#### Your objective:
Copy the lines from the first one through the line with "[[103, 43]]", keeping the requests. Offset every coordinate in the answers by -138 and leave all other numbers unchanged.

#### Supplied records:
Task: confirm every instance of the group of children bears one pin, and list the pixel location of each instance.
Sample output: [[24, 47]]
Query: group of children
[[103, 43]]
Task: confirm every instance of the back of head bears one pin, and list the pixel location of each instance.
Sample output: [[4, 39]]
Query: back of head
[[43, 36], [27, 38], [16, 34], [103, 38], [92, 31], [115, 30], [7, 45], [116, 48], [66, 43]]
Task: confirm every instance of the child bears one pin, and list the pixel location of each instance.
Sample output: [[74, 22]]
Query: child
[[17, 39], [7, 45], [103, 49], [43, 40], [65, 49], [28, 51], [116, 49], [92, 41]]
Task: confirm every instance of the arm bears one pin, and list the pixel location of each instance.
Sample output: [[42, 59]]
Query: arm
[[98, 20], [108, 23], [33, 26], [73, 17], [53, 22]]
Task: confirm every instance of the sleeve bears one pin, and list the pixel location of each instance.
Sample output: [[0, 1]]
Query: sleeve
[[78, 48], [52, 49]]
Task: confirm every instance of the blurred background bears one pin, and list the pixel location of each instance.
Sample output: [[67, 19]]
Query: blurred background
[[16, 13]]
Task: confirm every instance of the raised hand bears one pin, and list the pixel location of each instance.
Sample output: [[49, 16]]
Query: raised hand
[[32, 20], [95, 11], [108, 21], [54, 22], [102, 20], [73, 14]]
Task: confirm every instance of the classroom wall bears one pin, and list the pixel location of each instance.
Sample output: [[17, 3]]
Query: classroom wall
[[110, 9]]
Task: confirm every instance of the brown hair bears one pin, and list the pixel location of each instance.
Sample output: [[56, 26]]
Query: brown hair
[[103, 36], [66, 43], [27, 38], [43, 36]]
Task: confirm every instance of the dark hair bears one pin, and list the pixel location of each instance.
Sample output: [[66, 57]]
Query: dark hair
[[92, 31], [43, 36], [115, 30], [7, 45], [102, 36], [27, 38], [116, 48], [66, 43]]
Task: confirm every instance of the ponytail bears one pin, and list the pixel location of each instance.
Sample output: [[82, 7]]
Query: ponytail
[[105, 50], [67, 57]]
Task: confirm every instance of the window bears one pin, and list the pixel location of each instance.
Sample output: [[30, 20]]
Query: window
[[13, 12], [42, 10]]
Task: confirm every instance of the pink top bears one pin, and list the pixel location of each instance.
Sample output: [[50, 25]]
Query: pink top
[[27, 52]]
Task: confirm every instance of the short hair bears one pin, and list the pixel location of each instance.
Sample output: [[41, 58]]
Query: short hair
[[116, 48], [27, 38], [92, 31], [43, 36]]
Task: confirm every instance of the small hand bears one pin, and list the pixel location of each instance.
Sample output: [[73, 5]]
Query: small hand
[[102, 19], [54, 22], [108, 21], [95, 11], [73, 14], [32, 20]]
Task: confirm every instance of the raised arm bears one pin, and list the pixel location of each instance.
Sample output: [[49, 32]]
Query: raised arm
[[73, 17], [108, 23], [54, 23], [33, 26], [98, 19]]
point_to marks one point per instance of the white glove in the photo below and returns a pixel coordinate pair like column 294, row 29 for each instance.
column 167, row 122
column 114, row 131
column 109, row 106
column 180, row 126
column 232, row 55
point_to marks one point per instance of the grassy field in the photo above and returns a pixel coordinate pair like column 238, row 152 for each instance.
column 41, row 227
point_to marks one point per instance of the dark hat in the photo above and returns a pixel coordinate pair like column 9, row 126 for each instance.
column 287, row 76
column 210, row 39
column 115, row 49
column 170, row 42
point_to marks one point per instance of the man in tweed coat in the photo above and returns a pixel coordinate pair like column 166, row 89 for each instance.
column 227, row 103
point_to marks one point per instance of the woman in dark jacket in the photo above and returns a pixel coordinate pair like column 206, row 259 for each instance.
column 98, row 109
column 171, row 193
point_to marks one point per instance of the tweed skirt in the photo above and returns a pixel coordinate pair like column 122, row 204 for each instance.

#### Completed task:
Task: confirm every instance of the group of children bears one pin, and list the pixel location of each instance.
Sample output: [[24, 47]]
Query: group of children
[[-35, -95]]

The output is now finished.